<<<<
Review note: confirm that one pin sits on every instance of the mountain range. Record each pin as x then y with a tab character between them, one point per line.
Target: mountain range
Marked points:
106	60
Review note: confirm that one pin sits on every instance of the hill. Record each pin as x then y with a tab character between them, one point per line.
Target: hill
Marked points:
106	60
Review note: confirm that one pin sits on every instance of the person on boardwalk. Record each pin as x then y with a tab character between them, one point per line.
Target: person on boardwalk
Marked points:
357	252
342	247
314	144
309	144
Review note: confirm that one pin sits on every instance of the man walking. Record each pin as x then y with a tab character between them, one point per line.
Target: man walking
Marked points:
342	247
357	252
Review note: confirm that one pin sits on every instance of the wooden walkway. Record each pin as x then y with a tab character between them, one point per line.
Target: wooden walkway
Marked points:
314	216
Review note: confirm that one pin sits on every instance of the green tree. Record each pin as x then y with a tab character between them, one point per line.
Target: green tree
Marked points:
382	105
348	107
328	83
>>>>
<<<<
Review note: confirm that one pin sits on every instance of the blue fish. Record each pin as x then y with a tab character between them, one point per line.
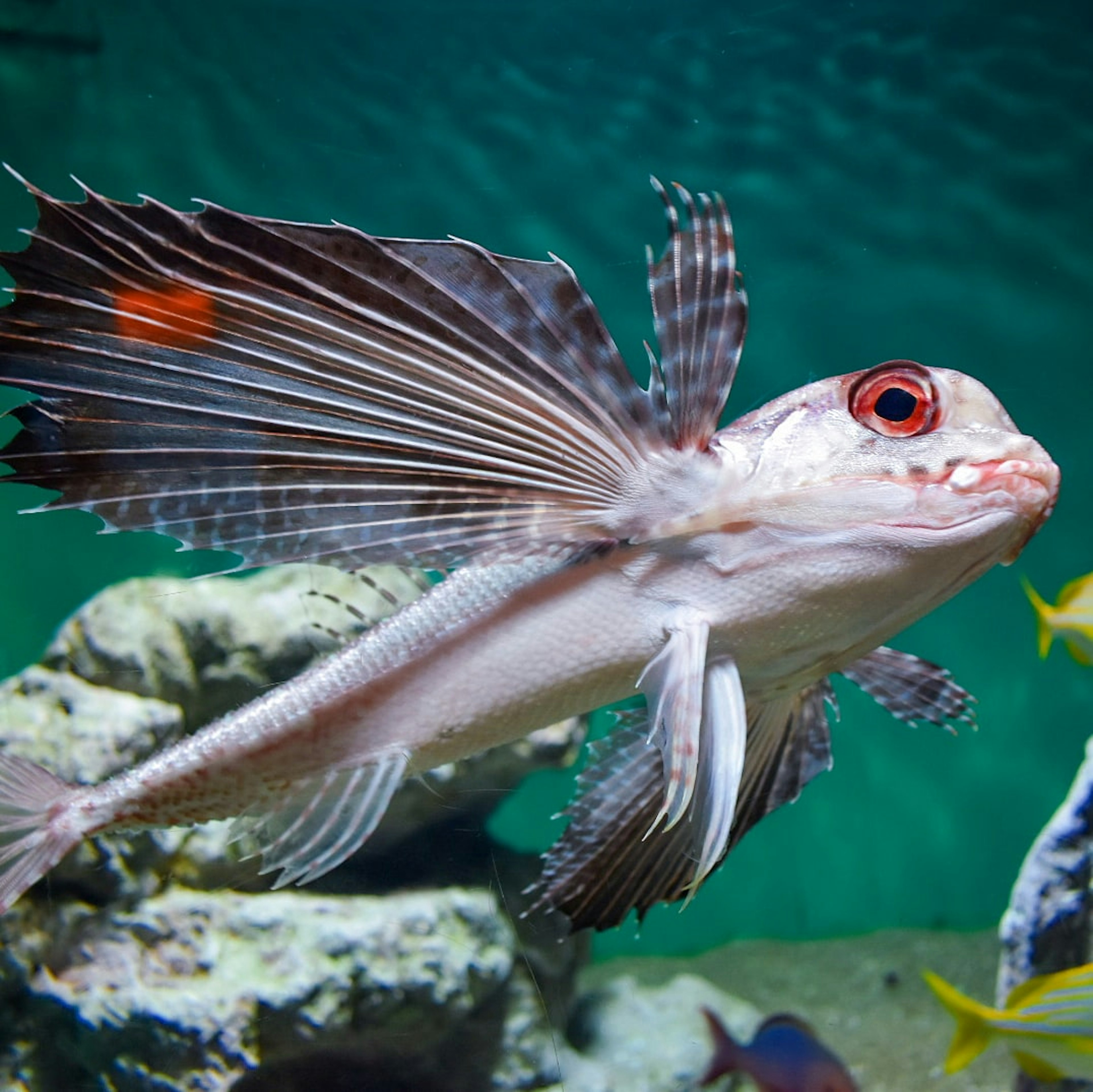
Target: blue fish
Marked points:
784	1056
>>>>
■ **Your instructions**
Pull out each line of the records that contains the word "blue", and copy every such line in full.

■ **Response for this exercise**
Review note: confirm that one pin sits on every instance of the blue fish. Record each pin as x then y with a tab character between them, one point per line.
Target: blue fish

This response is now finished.